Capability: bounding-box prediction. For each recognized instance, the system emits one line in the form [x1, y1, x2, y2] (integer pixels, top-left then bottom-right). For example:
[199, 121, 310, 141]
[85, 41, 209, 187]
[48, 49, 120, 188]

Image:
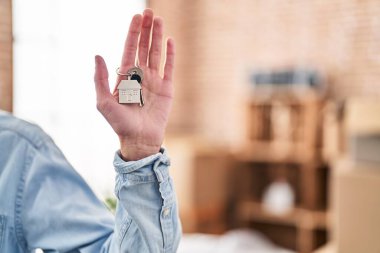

Requirement >> Go through the material above and print all of it exactly, except the pictures.

Written reply >>
Capability: bounding-box prediction. For each recognized instance, the system emits one line in the form [x1, y1, x2, y2] (integer pixels, top-left then bottom-right). For example:
[199, 121, 310, 141]
[85, 41, 209, 187]
[48, 49, 120, 188]

Image:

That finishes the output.